* EXERCISE DIRECTIONS *
Repeat all of the records word for word, but skip any picture.
═════ SUPPLIED MATERIAL ═════
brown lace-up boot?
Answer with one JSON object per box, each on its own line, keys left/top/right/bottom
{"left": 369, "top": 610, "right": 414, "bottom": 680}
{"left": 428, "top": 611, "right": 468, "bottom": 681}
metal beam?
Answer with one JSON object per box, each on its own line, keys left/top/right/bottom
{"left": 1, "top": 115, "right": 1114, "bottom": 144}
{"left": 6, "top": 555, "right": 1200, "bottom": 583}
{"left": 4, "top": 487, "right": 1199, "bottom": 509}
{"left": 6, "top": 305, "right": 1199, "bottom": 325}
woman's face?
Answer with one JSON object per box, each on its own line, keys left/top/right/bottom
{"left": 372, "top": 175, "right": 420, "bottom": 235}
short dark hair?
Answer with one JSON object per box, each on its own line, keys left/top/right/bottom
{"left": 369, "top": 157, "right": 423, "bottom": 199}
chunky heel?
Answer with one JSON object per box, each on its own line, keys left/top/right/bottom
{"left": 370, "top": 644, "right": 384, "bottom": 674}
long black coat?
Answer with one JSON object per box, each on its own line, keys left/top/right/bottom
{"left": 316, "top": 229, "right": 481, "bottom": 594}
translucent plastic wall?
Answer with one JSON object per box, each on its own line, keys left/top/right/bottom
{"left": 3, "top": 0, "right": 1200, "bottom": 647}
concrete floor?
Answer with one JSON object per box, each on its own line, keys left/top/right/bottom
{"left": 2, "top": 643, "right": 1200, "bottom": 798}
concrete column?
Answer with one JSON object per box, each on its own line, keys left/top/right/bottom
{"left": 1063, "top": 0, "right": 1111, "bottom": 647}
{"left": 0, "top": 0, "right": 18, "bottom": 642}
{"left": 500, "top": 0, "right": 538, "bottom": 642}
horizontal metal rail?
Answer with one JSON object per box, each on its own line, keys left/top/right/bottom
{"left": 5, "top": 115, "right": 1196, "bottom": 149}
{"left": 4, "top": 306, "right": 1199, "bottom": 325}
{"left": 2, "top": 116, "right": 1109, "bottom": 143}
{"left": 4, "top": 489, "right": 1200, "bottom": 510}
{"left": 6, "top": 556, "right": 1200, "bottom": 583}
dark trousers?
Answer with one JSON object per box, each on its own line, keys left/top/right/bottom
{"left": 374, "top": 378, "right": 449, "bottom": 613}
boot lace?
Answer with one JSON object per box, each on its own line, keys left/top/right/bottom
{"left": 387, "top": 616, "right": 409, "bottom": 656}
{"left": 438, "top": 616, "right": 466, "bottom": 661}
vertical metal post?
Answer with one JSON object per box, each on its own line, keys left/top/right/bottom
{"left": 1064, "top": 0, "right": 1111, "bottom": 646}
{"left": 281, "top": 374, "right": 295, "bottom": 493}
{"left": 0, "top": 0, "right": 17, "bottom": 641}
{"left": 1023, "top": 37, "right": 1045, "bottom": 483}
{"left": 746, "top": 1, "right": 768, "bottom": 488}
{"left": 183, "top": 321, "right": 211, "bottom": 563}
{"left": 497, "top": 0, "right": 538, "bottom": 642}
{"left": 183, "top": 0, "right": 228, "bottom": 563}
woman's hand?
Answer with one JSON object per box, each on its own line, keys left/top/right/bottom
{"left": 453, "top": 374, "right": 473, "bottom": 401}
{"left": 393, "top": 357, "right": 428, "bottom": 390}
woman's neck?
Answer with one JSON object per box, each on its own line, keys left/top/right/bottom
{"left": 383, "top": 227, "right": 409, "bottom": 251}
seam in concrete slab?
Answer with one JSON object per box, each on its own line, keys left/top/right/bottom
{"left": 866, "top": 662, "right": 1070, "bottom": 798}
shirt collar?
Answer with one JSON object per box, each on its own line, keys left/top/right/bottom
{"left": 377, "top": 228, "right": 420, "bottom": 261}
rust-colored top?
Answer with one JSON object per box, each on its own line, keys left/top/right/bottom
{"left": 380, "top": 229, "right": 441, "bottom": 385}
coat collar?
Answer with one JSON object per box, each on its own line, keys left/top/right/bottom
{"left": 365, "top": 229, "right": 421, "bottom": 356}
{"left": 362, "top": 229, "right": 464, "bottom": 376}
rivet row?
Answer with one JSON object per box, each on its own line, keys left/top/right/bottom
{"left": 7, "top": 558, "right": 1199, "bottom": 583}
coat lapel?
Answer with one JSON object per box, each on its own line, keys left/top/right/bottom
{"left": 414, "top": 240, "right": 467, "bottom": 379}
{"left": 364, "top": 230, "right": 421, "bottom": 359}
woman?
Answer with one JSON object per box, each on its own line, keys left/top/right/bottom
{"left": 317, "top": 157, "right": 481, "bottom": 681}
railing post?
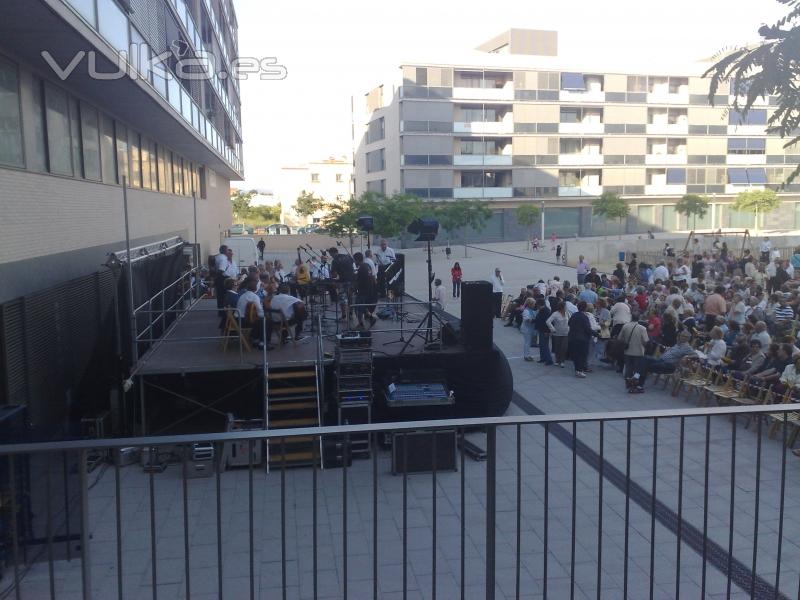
═════
* WRITTEN ANSWER *
brown lace-up boot?
Answer with one JSON object per box, each on its own line, keys left/top/right/bottom
{"left": 369, "top": 610, "right": 414, "bottom": 680}
{"left": 428, "top": 611, "right": 468, "bottom": 681}
metal beam?
Answer with one JSON object per box, each on its own line, keys left/top/right/bottom
{"left": 1, "top": 115, "right": 1114, "bottom": 144}
{"left": 6, "top": 555, "right": 1200, "bottom": 583}
{"left": 4, "top": 487, "right": 1199, "bottom": 509}
{"left": 6, "top": 305, "right": 1199, "bottom": 325}
woman's face?
Answer with one JSON object per box, each on its own line, keys left/top/right/bottom
{"left": 372, "top": 175, "right": 420, "bottom": 235}
short dark hair?
Answer with one JSON object per box, each on its own line, keys left/top/right/bottom
{"left": 369, "top": 157, "right": 423, "bottom": 199}
chunky heel?
Answer with one JSON object per box, each on its own line, keys left/top/right/bottom
{"left": 370, "top": 644, "right": 384, "bottom": 674}
long black coat?
Answer with one JSON object per box, each on its own line, keys left/top/right/bottom
{"left": 316, "top": 229, "right": 481, "bottom": 594}
translucent plastic wall?
Answer with one JSON object per box, each on its own line, keys left/top/right/bottom
{"left": 3, "top": 0, "right": 1200, "bottom": 647}
concrete floor?
Answer with one JSON object per box, each on its own line, keys left/top/right/bottom
{"left": 2, "top": 643, "right": 1200, "bottom": 798}
concrete column?
Answer with one JSON object per box, each on its own line, keys left/top/right/bottom
{"left": 1063, "top": 0, "right": 1111, "bottom": 647}
{"left": 0, "top": 0, "right": 18, "bottom": 642}
{"left": 500, "top": 0, "right": 538, "bottom": 642}
horizontal metal rail?
Answer with one JSON object per box, each on its own line, keys left/top/right/bottom
{"left": 5, "top": 115, "right": 1196, "bottom": 149}
{"left": 4, "top": 306, "right": 1199, "bottom": 325}
{"left": 2, "top": 116, "right": 1109, "bottom": 143}
{"left": 4, "top": 489, "right": 1200, "bottom": 510}
{"left": 6, "top": 556, "right": 1200, "bottom": 583}
dark trousers?
Answer with one JSON object per box, each on its own line, keys left/top/right/bottom
{"left": 374, "top": 378, "right": 449, "bottom": 613}
boot lace?
Answer with one JSON object per box, each on its own line, keys left/top/right/bottom
{"left": 387, "top": 616, "right": 409, "bottom": 656}
{"left": 438, "top": 616, "right": 466, "bottom": 661}
vertical metal post?
Answer with one JSON object per box, each on its own line, keys left/top/right/bottom
{"left": 1064, "top": 0, "right": 1111, "bottom": 646}
{"left": 281, "top": 374, "right": 295, "bottom": 493}
{"left": 0, "top": 0, "right": 17, "bottom": 641}
{"left": 1023, "top": 37, "right": 1045, "bottom": 483}
{"left": 746, "top": 1, "right": 768, "bottom": 488}
{"left": 183, "top": 321, "right": 211, "bottom": 563}
{"left": 497, "top": 0, "right": 538, "bottom": 642}
{"left": 183, "top": 0, "right": 228, "bottom": 563}
woman's hand?
Answer with one JSON object per box, each on its own line, keys left/top/right/bottom
{"left": 453, "top": 374, "right": 473, "bottom": 401}
{"left": 393, "top": 357, "right": 428, "bottom": 390}
woman's neck?
Answer with one JSON object per box, each on its own line, keys left/top/right/bottom
{"left": 383, "top": 227, "right": 409, "bottom": 251}
seam in concrete slab?
Answer with one JSON object per box, each on its own line, keys left/top/right/bottom
{"left": 866, "top": 662, "right": 1070, "bottom": 798}
shirt collar?
Answer with one JSON object per box, each on its own line, keys left/top/right/bottom
{"left": 377, "top": 228, "right": 420, "bottom": 261}
rust-colored top?
Answer with one JSON object per box, each on its own line, keys left/top/right/bottom
{"left": 380, "top": 229, "right": 441, "bottom": 385}
coat collar?
Answer with one JSON object per box, each on its own line, keys left/top/right/bottom
{"left": 365, "top": 229, "right": 421, "bottom": 356}
{"left": 362, "top": 229, "right": 464, "bottom": 376}
rivet row?
Answer with one JSON object per box, each on its own line, keys left/top/right/bottom
{"left": 7, "top": 558, "right": 1199, "bottom": 583}
coat lapel?
Answer with one JSON object per box, each on its own line, keys left/top/right/bottom
{"left": 414, "top": 240, "right": 467, "bottom": 379}
{"left": 364, "top": 230, "right": 421, "bottom": 359}
woman?
Answer with one JSON object per box, each on its own line, keys left/top/right/bottom
{"left": 317, "top": 157, "right": 481, "bottom": 681}
railing post?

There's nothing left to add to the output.